(Available data)

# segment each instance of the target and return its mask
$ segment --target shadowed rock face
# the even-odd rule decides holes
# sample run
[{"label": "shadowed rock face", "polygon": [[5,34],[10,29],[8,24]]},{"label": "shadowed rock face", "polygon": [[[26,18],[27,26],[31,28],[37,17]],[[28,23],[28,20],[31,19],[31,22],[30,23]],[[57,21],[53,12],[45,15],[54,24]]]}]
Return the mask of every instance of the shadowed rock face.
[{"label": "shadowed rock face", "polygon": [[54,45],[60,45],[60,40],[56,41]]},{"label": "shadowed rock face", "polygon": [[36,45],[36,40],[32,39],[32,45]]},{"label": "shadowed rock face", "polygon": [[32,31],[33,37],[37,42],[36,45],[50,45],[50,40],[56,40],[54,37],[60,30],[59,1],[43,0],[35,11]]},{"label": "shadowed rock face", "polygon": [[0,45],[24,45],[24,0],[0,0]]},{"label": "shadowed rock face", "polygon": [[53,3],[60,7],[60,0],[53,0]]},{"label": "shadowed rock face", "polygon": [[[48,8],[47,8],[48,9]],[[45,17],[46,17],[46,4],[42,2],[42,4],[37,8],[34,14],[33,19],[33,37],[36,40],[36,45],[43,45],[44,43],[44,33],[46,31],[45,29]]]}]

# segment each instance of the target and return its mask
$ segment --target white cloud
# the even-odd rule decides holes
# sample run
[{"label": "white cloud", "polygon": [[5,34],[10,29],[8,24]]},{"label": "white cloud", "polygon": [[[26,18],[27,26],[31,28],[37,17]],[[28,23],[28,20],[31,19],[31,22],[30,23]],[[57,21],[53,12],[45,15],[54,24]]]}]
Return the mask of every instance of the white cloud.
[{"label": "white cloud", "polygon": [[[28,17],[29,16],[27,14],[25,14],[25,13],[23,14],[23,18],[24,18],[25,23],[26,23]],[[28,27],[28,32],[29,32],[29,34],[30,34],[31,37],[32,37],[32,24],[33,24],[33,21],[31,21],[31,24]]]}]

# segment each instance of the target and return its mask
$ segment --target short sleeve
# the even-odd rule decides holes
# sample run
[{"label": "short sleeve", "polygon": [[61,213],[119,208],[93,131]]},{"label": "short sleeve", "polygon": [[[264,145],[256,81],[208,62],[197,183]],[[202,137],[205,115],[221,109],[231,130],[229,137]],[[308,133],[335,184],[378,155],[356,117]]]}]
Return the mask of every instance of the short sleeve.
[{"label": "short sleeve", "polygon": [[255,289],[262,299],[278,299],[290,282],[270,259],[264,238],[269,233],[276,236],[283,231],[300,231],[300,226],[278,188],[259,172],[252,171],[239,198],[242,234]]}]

(End Available data)

Instructions for the task: Give back each entry exactly as it was written.

Answer below:
# segment each instance of the target and return its mask
$ segment --target shadowed rock face
# the even-odd rule decides holes
# sample run
[{"label": "shadowed rock face", "polygon": [[5,34],[10,29],[8,24]]},{"label": "shadowed rock face", "polygon": [[[26,18],[27,26],[31,28],[37,17]],[[28,23],[28,20],[31,19],[31,22],[30,23]],[[57,21],[53,12],[45,15],[54,24]]]}]
Return the mask of every instance of the shadowed rock face.
[{"label": "shadowed rock face", "polygon": [[54,45],[60,45],[60,40],[56,41]]},{"label": "shadowed rock face", "polygon": [[36,45],[36,40],[32,39],[32,45]]},{"label": "shadowed rock face", "polygon": [[32,31],[33,37],[37,42],[36,45],[50,45],[50,40],[56,40],[54,37],[60,30],[59,1],[43,0],[35,11]]},{"label": "shadowed rock face", "polygon": [[0,45],[24,45],[24,0],[0,0]]},{"label": "shadowed rock face", "polygon": [[53,3],[60,7],[60,0],[53,0]]},{"label": "shadowed rock face", "polygon": [[[48,8],[47,8],[48,9]],[[45,17],[46,17],[46,4],[42,2],[42,4],[37,8],[34,14],[33,19],[33,37],[36,40],[36,45],[43,45],[44,43],[44,33],[46,31],[45,29]]]}]

# segment each instance of the target and return its mask
$ segment --target white cloud
# the even-odd rule decides holes
# sample run
[{"label": "white cloud", "polygon": [[5,34],[10,29],[8,24]]},{"label": "white cloud", "polygon": [[[26,18],[27,26],[31,28],[37,17]],[[28,23],[28,20],[31,19],[31,22],[30,23]],[[57,21],[53,12],[45,15],[54,24]]]}]
Return the mask of every instance of the white cloud.
[{"label": "white cloud", "polygon": [[[28,17],[29,16],[27,14],[25,14],[25,13],[23,14],[23,18],[24,18],[25,23],[26,23]],[[28,27],[28,32],[29,32],[29,34],[30,34],[31,37],[32,37],[32,24],[33,24],[33,21],[31,21],[31,24]]]}]

# segment each instance of the target and return its mask
$ segment --target short sleeve
# the even-odd rule decides holes
# sample run
[{"label": "short sleeve", "polygon": [[61,213],[119,208],[93,131]]},{"label": "short sleeve", "polygon": [[[264,145],[256,81],[208,62],[197,183]],[[202,137],[205,115],[221,109],[231,130],[229,137]],[[308,133],[335,184],[378,155],[356,117]]]}]
Return the mask of every instance of the short sleeve.
[{"label": "short sleeve", "polygon": [[255,289],[262,299],[278,299],[290,282],[270,259],[264,238],[269,233],[276,236],[283,231],[300,231],[300,226],[278,188],[259,172],[252,171],[239,198],[242,234]]}]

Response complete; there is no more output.